(Extracted data entries)
——————

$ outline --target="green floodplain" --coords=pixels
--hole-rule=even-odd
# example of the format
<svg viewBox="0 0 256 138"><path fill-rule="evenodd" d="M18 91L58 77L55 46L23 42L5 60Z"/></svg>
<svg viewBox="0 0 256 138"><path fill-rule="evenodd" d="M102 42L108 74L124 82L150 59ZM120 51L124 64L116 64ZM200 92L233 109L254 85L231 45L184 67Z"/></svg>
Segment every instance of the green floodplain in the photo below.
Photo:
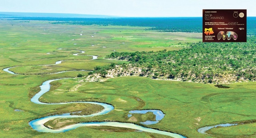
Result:
<svg viewBox="0 0 256 138"><path fill-rule="evenodd" d="M30 120L51 115L79 112L88 114L102 109L94 104L38 105L30 98L46 80L74 78L52 82L50 91L40 100L49 103L98 101L114 107L110 112L88 118L58 118L44 125L58 129L80 122L111 120L139 124L155 120L150 112L133 114L129 111L148 109L162 110L165 116L148 127L172 132L187 138L255 138L256 82L214 84L156 80L138 76L116 77L103 82L85 82L86 76L97 66L124 61L105 59L114 52L179 50L201 41L201 33L159 32L142 26L52 24L44 21L0 22L0 137L3 138L165 138L158 134L115 127L81 127L65 132L39 132ZM82 35L81 35L82 34ZM61 49L60 49L61 48ZM78 50L85 52L79 56ZM91 60L97 55L98 59ZM54 64L64 60L62 64ZM14 75L3 69L26 75ZM17 110L20 110L17 111ZM81 112L80 112L81 111ZM209 135L198 128L226 123L238 125L214 128Z"/></svg>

——————

* THE REQUEST *
Copy every line of the listing above exactly, omitting the pictures.

* REPLY *
$ outline --target="green floodplain" --coords=pixels
--hole-rule=even-odd
# example of the format
<svg viewBox="0 0 256 138"><path fill-rule="evenodd" d="M18 91L58 77L55 46L23 42L5 60Z"/></svg>
<svg viewBox="0 0 256 138"><path fill-rule="evenodd" d="M102 42L108 74L124 82L150 59ZM120 51L124 64L116 64ZM200 92L233 109L254 85L231 45L184 67Z"/></svg>
Segment every instance of the green floodplain in the photo below.
Photo:
Result:
<svg viewBox="0 0 256 138"><path fill-rule="evenodd" d="M30 120L51 115L79 112L88 114L102 109L94 104L38 105L30 98L46 80L74 78L52 82L50 91L40 100L49 103L98 101L114 107L110 112L88 118L58 118L44 125L58 129L80 122L111 120L139 124L155 120L150 112L133 114L129 111L148 109L162 110L165 116L148 127L172 132L187 138L255 138L256 82L214 84L156 80L138 76L116 77L103 82L85 82L86 76L97 66L124 61L105 59L114 52L179 50L201 41L201 33L159 32L142 26L52 24L44 21L0 22L0 137L3 138L165 138L158 134L115 127L81 127L65 132L39 132ZM82 35L81 35L82 34ZM61 49L60 49L61 48ZM78 50L85 52L79 56ZM91 60L97 55L98 59ZM54 64L64 60L62 64ZM14 75L3 69L26 75ZM17 110L20 110L17 111ZM81 112L80 112L81 111ZM209 135L198 128L226 123L238 125L214 128Z"/></svg>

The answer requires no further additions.